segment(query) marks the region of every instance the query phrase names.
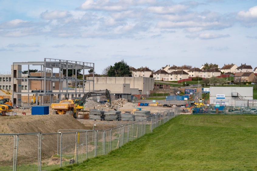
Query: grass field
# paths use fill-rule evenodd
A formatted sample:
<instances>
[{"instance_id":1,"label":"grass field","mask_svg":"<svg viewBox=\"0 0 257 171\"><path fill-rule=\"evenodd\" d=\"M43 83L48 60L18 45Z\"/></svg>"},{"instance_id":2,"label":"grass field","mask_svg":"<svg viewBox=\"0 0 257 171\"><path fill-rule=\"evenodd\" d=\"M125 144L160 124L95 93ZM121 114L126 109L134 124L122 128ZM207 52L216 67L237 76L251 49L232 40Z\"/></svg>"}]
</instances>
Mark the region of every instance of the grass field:
<instances>
[{"instance_id":1,"label":"grass field","mask_svg":"<svg viewBox=\"0 0 257 171\"><path fill-rule=\"evenodd\" d=\"M61 170L256 170L257 116L182 115Z\"/></svg>"}]
</instances>

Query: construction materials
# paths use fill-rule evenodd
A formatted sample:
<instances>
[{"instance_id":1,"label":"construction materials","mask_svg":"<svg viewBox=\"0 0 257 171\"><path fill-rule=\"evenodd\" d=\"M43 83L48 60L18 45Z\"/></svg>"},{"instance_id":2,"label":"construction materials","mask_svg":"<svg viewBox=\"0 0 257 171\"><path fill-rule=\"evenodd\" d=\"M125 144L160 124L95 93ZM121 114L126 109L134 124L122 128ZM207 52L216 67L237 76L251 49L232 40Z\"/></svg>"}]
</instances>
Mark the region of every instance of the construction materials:
<instances>
[{"instance_id":1,"label":"construction materials","mask_svg":"<svg viewBox=\"0 0 257 171\"><path fill-rule=\"evenodd\" d=\"M134 121L134 115L132 113L121 113L121 119L123 121Z\"/></svg>"},{"instance_id":2,"label":"construction materials","mask_svg":"<svg viewBox=\"0 0 257 171\"><path fill-rule=\"evenodd\" d=\"M108 121L117 120L120 118L120 111L105 111L105 120Z\"/></svg>"},{"instance_id":3,"label":"construction materials","mask_svg":"<svg viewBox=\"0 0 257 171\"><path fill-rule=\"evenodd\" d=\"M97 109L89 109L89 119L93 120L104 120L105 111Z\"/></svg>"}]
</instances>

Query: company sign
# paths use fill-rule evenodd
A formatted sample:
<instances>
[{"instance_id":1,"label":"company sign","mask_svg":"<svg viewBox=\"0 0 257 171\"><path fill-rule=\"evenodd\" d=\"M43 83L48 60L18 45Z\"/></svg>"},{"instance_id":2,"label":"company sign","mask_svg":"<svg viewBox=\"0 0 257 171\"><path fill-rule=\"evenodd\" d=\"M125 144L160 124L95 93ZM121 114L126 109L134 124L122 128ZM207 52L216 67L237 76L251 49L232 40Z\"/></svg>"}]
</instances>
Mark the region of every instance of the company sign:
<instances>
[{"instance_id":1,"label":"company sign","mask_svg":"<svg viewBox=\"0 0 257 171\"><path fill-rule=\"evenodd\" d=\"M216 95L216 99L225 99L224 94Z\"/></svg>"}]
</instances>

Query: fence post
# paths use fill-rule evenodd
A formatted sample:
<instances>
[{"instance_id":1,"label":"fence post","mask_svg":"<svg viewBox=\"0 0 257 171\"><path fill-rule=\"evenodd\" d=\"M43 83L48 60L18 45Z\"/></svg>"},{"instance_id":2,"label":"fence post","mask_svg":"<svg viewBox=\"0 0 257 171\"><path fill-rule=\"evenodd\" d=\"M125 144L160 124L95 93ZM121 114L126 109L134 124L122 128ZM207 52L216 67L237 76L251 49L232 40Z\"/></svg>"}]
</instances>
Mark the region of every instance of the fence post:
<instances>
[{"instance_id":1,"label":"fence post","mask_svg":"<svg viewBox=\"0 0 257 171\"><path fill-rule=\"evenodd\" d=\"M62 141L63 133L61 133L61 139L60 140L60 167L62 167Z\"/></svg>"},{"instance_id":2,"label":"fence post","mask_svg":"<svg viewBox=\"0 0 257 171\"><path fill-rule=\"evenodd\" d=\"M86 132L86 159L87 159L87 131Z\"/></svg>"}]
</instances>

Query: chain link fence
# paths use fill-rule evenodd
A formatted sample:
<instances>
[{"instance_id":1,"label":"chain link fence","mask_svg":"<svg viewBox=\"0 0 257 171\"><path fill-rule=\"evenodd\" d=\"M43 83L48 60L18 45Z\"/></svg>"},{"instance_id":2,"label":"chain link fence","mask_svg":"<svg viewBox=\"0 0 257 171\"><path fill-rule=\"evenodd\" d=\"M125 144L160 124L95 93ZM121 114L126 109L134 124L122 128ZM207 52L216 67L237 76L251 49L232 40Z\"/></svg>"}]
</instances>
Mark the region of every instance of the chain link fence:
<instances>
[{"instance_id":1,"label":"chain link fence","mask_svg":"<svg viewBox=\"0 0 257 171\"><path fill-rule=\"evenodd\" d=\"M94 123L94 126L104 125L103 130L60 129L54 133L0 134L0 171L50 170L81 163L107 154L151 132L180 114L180 108L176 107L160 111L150 120L122 123L118 120L117 124Z\"/></svg>"}]
</instances>

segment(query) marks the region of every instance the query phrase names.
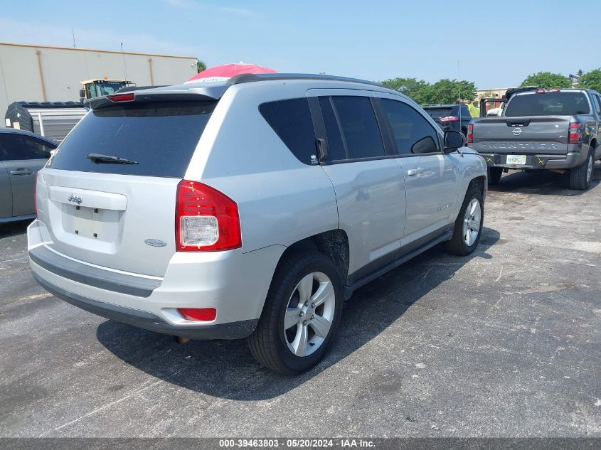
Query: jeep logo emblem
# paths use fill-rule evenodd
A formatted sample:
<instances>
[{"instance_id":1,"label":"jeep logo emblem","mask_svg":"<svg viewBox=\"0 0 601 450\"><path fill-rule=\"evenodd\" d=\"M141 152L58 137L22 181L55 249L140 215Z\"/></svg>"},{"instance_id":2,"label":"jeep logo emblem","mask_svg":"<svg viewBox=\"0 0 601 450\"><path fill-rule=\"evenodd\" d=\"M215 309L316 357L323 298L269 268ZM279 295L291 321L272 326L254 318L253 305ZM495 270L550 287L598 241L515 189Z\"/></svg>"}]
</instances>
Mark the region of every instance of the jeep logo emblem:
<instances>
[{"instance_id":1,"label":"jeep logo emblem","mask_svg":"<svg viewBox=\"0 0 601 450\"><path fill-rule=\"evenodd\" d=\"M144 243L151 247L165 247L167 245L167 242L160 239L147 239Z\"/></svg>"},{"instance_id":2,"label":"jeep logo emblem","mask_svg":"<svg viewBox=\"0 0 601 450\"><path fill-rule=\"evenodd\" d=\"M74 195L71 194L69 195L69 198L67 199L72 203L77 203L78 205L80 205L81 202L83 201L81 197L78 197L77 195Z\"/></svg>"}]
</instances>

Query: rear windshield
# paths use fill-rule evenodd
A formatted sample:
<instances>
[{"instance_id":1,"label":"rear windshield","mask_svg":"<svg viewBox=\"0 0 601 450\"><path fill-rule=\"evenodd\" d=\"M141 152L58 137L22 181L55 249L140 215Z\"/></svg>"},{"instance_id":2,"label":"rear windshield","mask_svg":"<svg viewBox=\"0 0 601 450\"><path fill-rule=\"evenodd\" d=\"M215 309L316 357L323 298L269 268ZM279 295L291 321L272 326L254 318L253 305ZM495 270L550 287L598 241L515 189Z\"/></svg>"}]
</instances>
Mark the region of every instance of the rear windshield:
<instances>
[{"instance_id":1,"label":"rear windshield","mask_svg":"<svg viewBox=\"0 0 601 450\"><path fill-rule=\"evenodd\" d=\"M216 102L124 103L92 110L48 167L66 171L183 178ZM137 164L97 162L98 154Z\"/></svg>"},{"instance_id":2,"label":"rear windshield","mask_svg":"<svg viewBox=\"0 0 601 450\"><path fill-rule=\"evenodd\" d=\"M451 115L451 108L440 108L439 109L427 109L426 112L430 114L432 119L440 119L440 117L447 117Z\"/></svg>"},{"instance_id":3,"label":"rear windshield","mask_svg":"<svg viewBox=\"0 0 601 450\"><path fill-rule=\"evenodd\" d=\"M544 92L516 95L505 109L508 117L520 116L573 116L590 114L583 92Z\"/></svg>"}]
</instances>

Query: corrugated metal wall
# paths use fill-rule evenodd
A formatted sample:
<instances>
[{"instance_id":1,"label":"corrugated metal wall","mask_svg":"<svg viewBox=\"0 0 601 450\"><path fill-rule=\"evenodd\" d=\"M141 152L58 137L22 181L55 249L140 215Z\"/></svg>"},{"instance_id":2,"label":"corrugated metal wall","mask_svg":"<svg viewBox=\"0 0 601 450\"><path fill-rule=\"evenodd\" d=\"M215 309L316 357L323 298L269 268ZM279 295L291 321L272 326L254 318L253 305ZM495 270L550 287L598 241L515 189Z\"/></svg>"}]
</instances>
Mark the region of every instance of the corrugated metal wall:
<instances>
[{"instance_id":1,"label":"corrugated metal wall","mask_svg":"<svg viewBox=\"0 0 601 450\"><path fill-rule=\"evenodd\" d=\"M78 101L80 82L85 80L176 85L196 73L193 57L0 43L0 126L13 102Z\"/></svg>"}]
</instances>

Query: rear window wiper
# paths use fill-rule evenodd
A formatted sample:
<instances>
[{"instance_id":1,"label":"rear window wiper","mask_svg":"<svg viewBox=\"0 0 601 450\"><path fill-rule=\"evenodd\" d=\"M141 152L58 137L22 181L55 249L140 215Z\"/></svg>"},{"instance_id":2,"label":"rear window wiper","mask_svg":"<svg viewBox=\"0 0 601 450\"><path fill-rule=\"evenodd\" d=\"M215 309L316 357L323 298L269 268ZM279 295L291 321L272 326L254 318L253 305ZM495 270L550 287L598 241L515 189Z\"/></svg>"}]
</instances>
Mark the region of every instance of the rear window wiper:
<instances>
[{"instance_id":1,"label":"rear window wiper","mask_svg":"<svg viewBox=\"0 0 601 450\"><path fill-rule=\"evenodd\" d=\"M119 158L119 156L113 156L112 155L102 155L100 153L89 153L88 159L91 159L95 163L112 163L113 164L137 164L138 161L132 161L131 159L126 159L125 158Z\"/></svg>"}]
</instances>

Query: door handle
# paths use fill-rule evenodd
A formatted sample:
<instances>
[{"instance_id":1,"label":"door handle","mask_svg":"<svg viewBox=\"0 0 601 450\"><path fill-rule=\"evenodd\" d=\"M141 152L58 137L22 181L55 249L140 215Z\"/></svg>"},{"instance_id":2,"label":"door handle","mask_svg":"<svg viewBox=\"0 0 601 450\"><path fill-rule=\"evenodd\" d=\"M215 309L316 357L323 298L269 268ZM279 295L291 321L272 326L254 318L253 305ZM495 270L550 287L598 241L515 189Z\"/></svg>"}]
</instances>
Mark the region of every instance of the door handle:
<instances>
[{"instance_id":1,"label":"door handle","mask_svg":"<svg viewBox=\"0 0 601 450\"><path fill-rule=\"evenodd\" d=\"M33 171L28 168L18 168L16 171L11 171L11 175L33 175Z\"/></svg>"}]
</instances>

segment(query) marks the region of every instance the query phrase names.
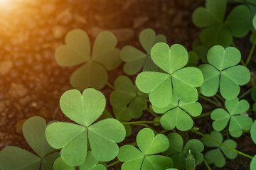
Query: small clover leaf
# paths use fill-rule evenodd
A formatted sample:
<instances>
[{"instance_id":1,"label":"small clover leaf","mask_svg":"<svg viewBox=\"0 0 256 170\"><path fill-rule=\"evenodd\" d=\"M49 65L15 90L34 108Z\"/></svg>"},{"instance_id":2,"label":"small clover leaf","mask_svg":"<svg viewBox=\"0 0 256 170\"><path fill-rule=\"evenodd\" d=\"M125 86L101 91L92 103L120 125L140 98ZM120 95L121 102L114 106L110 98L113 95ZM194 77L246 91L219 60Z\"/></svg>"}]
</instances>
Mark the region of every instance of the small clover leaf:
<instances>
[{"instance_id":1,"label":"small clover leaf","mask_svg":"<svg viewBox=\"0 0 256 170\"><path fill-rule=\"evenodd\" d=\"M114 35L109 31L101 32L94 42L92 56L88 35L82 30L69 32L65 42L66 45L56 50L57 63L63 67L83 64L73 73L71 85L80 91L87 87L102 89L107 81L107 70L114 69L121 63L119 50L115 48L117 40Z\"/></svg>"},{"instance_id":2,"label":"small clover leaf","mask_svg":"<svg viewBox=\"0 0 256 170\"><path fill-rule=\"evenodd\" d=\"M120 147L118 159L124 162L122 170L165 170L172 167L169 157L155 155L166 150L169 146L167 137L162 134L155 136L149 128L140 130L137 136L138 147L124 145Z\"/></svg>"},{"instance_id":3,"label":"small clover leaf","mask_svg":"<svg viewBox=\"0 0 256 170\"><path fill-rule=\"evenodd\" d=\"M221 131L230 122L228 130L231 136L238 137L242 135L242 130L250 130L252 124L251 118L239 115L249 109L249 103L245 100L239 101L235 98L226 101L225 105L228 112L223 108L216 108L212 112L210 118L214 120L213 128L216 131Z\"/></svg>"},{"instance_id":4,"label":"small clover leaf","mask_svg":"<svg viewBox=\"0 0 256 170\"><path fill-rule=\"evenodd\" d=\"M143 71L158 71L158 67L153 62L150 57L150 50L157 42L166 42L166 38L163 35L156 35L154 30L146 28L139 34L139 42L146 52L127 45L120 52L121 60L126 63L124 72L128 75L134 75L142 69Z\"/></svg>"},{"instance_id":5,"label":"small clover leaf","mask_svg":"<svg viewBox=\"0 0 256 170\"><path fill-rule=\"evenodd\" d=\"M249 8L245 5L238 6L224 21L226 5L226 0L207 0L206 8L199 7L193 13L194 24L206 28L200 33L200 40L207 47L215 45L228 47L233 37L244 37L250 29Z\"/></svg>"},{"instance_id":6,"label":"small clover leaf","mask_svg":"<svg viewBox=\"0 0 256 170\"><path fill-rule=\"evenodd\" d=\"M198 102L184 103L172 95L171 103L165 108L152 106L156 113L164 113L160 119L161 125L166 130L172 130L175 127L181 131L190 130L193 122L190 115L196 117L202 113L202 106Z\"/></svg>"},{"instance_id":7,"label":"small clover leaf","mask_svg":"<svg viewBox=\"0 0 256 170\"><path fill-rule=\"evenodd\" d=\"M114 85L115 90L110 94L110 103L118 115L121 114L121 119L117 119L129 121L131 120L129 118L139 118L147 108L147 94L140 92L130 79L124 76L117 77Z\"/></svg>"},{"instance_id":8,"label":"small clover leaf","mask_svg":"<svg viewBox=\"0 0 256 170\"><path fill-rule=\"evenodd\" d=\"M223 141L223 137L220 132L213 131L210 132L210 135L207 134L206 135L220 143ZM208 164L214 163L215 166L218 168L223 167L226 163L224 155L230 159L234 159L238 156L238 153L228 149L220 144L209 140L206 137L203 137L202 142L206 147L215 147L215 149L206 152L205 159ZM224 141L223 144L233 149L235 149L237 147L236 142L233 140L227 140Z\"/></svg>"},{"instance_id":9,"label":"small clover leaf","mask_svg":"<svg viewBox=\"0 0 256 170\"><path fill-rule=\"evenodd\" d=\"M54 161L60 153L55 152L46 140L46 120L39 116L28 118L22 127L23 133L35 155L16 147L6 147L0 152L2 170L53 170Z\"/></svg>"},{"instance_id":10,"label":"small clover leaf","mask_svg":"<svg viewBox=\"0 0 256 170\"><path fill-rule=\"evenodd\" d=\"M78 90L65 92L60 98L60 108L74 122L54 123L46 128L46 139L56 149L61 149L63 161L70 166L82 164L86 157L87 138L95 159L107 162L118 154L116 142L125 137L124 126L117 120L109 118L93 123L102 113L106 100L93 89L85 89L82 95Z\"/></svg>"},{"instance_id":11,"label":"small clover leaf","mask_svg":"<svg viewBox=\"0 0 256 170\"><path fill-rule=\"evenodd\" d=\"M201 164L203 160L203 155L201 153L203 151L203 144L198 140L189 140L183 147L183 140L181 136L177 133L170 133L167 135L170 147L163 154L171 158L174 162L174 167L178 170L186 170L186 156L191 150L196 162Z\"/></svg>"},{"instance_id":12,"label":"small clover leaf","mask_svg":"<svg viewBox=\"0 0 256 170\"><path fill-rule=\"evenodd\" d=\"M224 49L215 45L208 51L207 59L210 64L198 67L203 75L203 83L200 87L201 94L213 96L220 88L221 96L226 100L237 97L240 86L246 84L250 79L247 68L236 65L241 60L239 50L233 47Z\"/></svg>"},{"instance_id":13,"label":"small clover leaf","mask_svg":"<svg viewBox=\"0 0 256 170\"><path fill-rule=\"evenodd\" d=\"M202 84L203 74L195 67L183 68L188 60L186 49L178 44L169 47L166 43L159 42L154 45L151 54L153 61L166 72L140 73L136 84L141 91L149 94L152 105L166 107L171 102L173 91L183 102L197 101L196 87Z\"/></svg>"}]
</instances>

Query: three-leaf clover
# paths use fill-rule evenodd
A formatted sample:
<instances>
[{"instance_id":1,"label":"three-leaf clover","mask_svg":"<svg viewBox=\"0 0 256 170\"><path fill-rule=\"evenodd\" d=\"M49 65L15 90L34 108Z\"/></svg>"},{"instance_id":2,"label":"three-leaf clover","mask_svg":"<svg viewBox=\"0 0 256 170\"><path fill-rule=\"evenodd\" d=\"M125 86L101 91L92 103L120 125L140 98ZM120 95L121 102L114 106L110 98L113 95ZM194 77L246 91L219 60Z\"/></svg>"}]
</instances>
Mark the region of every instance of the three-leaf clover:
<instances>
[{"instance_id":1,"label":"three-leaf clover","mask_svg":"<svg viewBox=\"0 0 256 170\"><path fill-rule=\"evenodd\" d=\"M251 14L245 5L233 9L224 21L226 0L206 0L206 8L199 7L193 13L193 22L200 28L206 28L200 33L200 40L208 47L220 45L228 47L233 37L245 36L251 28Z\"/></svg>"},{"instance_id":2,"label":"three-leaf clover","mask_svg":"<svg viewBox=\"0 0 256 170\"><path fill-rule=\"evenodd\" d=\"M82 91L87 87L102 89L107 81L107 70L117 68L121 63L117 40L109 31L101 32L95 39L92 55L87 34L80 29L71 30L65 37L66 45L59 46L55 52L57 63L63 67L83 64L70 77L70 84Z\"/></svg>"},{"instance_id":3,"label":"three-leaf clover","mask_svg":"<svg viewBox=\"0 0 256 170\"><path fill-rule=\"evenodd\" d=\"M247 68L236 65L241 60L239 50L233 47L224 49L215 45L209 50L207 59L210 64L198 67L203 74L201 93L206 96L213 96L220 88L221 96L226 100L237 97L240 85L246 84L250 78Z\"/></svg>"},{"instance_id":4,"label":"three-leaf clover","mask_svg":"<svg viewBox=\"0 0 256 170\"><path fill-rule=\"evenodd\" d=\"M210 114L211 119L214 120L213 128L215 130L223 130L230 122L228 130L231 136L238 137L242 135L242 130L248 130L251 128L252 118L240 115L249 109L250 106L247 101L239 101L238 98L235 98L225 101L225 106L228 111L223 108L216 108Z\"/></svg>"},{"instance_id":5,"label":"three-leaf clover","mask_svg":"<svg viewBox=\"0 0 256 170\"><path fill-rule=\"evenodd\" d=\"M106 167L99 163L91 152L87 152L85 161L79 166L79 170L107 170ZM68 165L61 157L59 157L54 162L54 170L75 170L75 167Z\"/></svg>"},{"instance_id":6,"label":"three-leaf clover","mask_svg":"<svg viewBox=\"0 0 256 170\"><path fill-rule=\"evenodd\" d=\"M223 143L223 137L220 132L213 131L210 132L210 135L207 134L206 135L220 143ZM205 154L205 159L208 164L214 163L215 166L218 168L223 167L226 163L224 155L230 159L234 159L238 156L238 153L230 150L206 137L203 137L202 142L206 147L215 147L215 149L206 152ZM233 140L226 140L223 144L233 149L237 147L236 142Z\"/></svg>"},{"instance_id":7,"label":"three-leaf clover","mask_svg":"<svg viewBox=\"0 0 256 170\"><path fill-rule=\"evenodd\" d=\"M26 140L36 154L16 147L6 147L0 152L0 169L2 170L53 170L54 161L59 152L46 140L46 120L39 116L28 118L23 125Z\"/></svg>"},{"instance_id":8,"label":"three-leaf clover","mask_svg":"<svg viewBox=\"0 0 256 170\"><path fill-rule=\"evenodd\" d=\"M61 149L61 157L67 164L82 164L88 144L93 157L100 161L110 161L117 155L119 148L116 142L125 137L122 123L109 118L92 124L102 114L105 104L104 95L91 88L85 89L82 95L78 90L69 90L62 95L61 110L79 125L54 123L47 127L46 135L50 146Z\"/></svg>"},{"instance_id":9,"label":"three-leaf clover","mask_svg":"<svg viewBox=\"0 0 256 170\"><path fill-rule=\"evenodd\" d=\"M188 60L184 47L175 44L170 47L166 43L159 42L152 47L151 55L153 61L164 72L140 73L136 84L140 91L149 94L152 105L166 107L171 103L173 94L186 103L198 100L196 87L202 84L203 74L195 67L183 68Z\"/></svg>"},{"instance_id":10,"label":"three-leaf clover","mask_svg":"<svg viewBox=\"0 0 256 170\"><path fill-rule=\"evenodd\" d=\"M165 170L172 167L171 159L155 155L166 151L169 147L164 135L155 136L153 130L144 128L137 136L137 143L139 149L129 144L120 147L117 157L124 162L122 165L122 170Z\"/></svg>"},{"instance_id":11,"label":"three-leaf clover","mask_svg":"<svg viewBox=\"0 0 256 170\"><path fill-rule=\"evenodd\" d=\"M183 147L183 140L178 133L170 133L167 135L170 147L163 154L169 156L174 162L174 167L178 170L186 170L186 156L191 150L196 159L196 164L200 164L203 160L203 144L198 140L190 140Z\"/></svg>"},{"instance_id":12,"label":"three-leaf clover","mask_svg":"<svg viewBox=\"0 0 256 170\"><path fill-rule=\"evenodd\" d=\"M146 28L143 30L139 36L144 52L131 46L124 46L120 52L121 60L126 62L124 72L128 75L134 75L142 69L143 71L157 71L158 67L152 62L150 50L157 42L166 42L166 38L163 35L156 35L154 30Z\"/></svg>"},{"instance_id":13,"label":"three-leaf clover","mask_svg":"<svg viewBox=\"0 0 256 170\"><path fill-rule=\"evenodd\" d=\"M152 106L156 113L164 113L160 119L161 125L166 130L172 130L175 127L179 130L186 131L193 125L190 115L196 117L202 113L202 106L198 102L184 103L178 101L172 95L171 101L165 108L157 108Z\"/></svg>"},{"instance_id":14,"label":"three-leaf clover","mask_svg":"<svg viewBox=\"0 0 256 170\"><path fill-rule=\"evenodd\" d=\"M147 108L148 95L141 92L133 84L131 79L125 76L117 77L114 85L115 90L111 93L110 100L114 112L117 114L126 113L125 115L121 114L121 118L126 116L139 118L142 115L143 110ZM122 119L127 118L123 118ZM127 120L130 120L129 118Z\"/></svg>"}]
</instances>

------------

◆ What to work on: Rewrite the items as a numbered list from their very first line through the line with "Mark the region of every instance of the grass", both included, leaving out any blank lines and the pictures.

◆ Task response:
1. segment(query) marks the region of every instance the query phrase names.
2. Query: grass field
3. # paths use fill-rule evenodd
4. A formatted sample:
5. <instances>
6. [{"instance_id":1,"label":"grass field","mask_svg":"<svg viewBox=\"0 0 257 171\"><path fill-rule=\"evenodd\" d=\"M43 83L48 60L18 45Z\"/></svg>"},{"instance_id":2,"label":"grass field","mask_svg":"<svg viewBox=\"0 0 257 171\"><path fill-rule=\"evenodd\" d=\"M125 144L160 124L95 93ZM121 114L126 109L134 124L122 128ZM207 52L216 67L237 76L251 49L232 40Z\"/></svg>"}]
7. </instances>
8. Mark the region of every instance of the grass field:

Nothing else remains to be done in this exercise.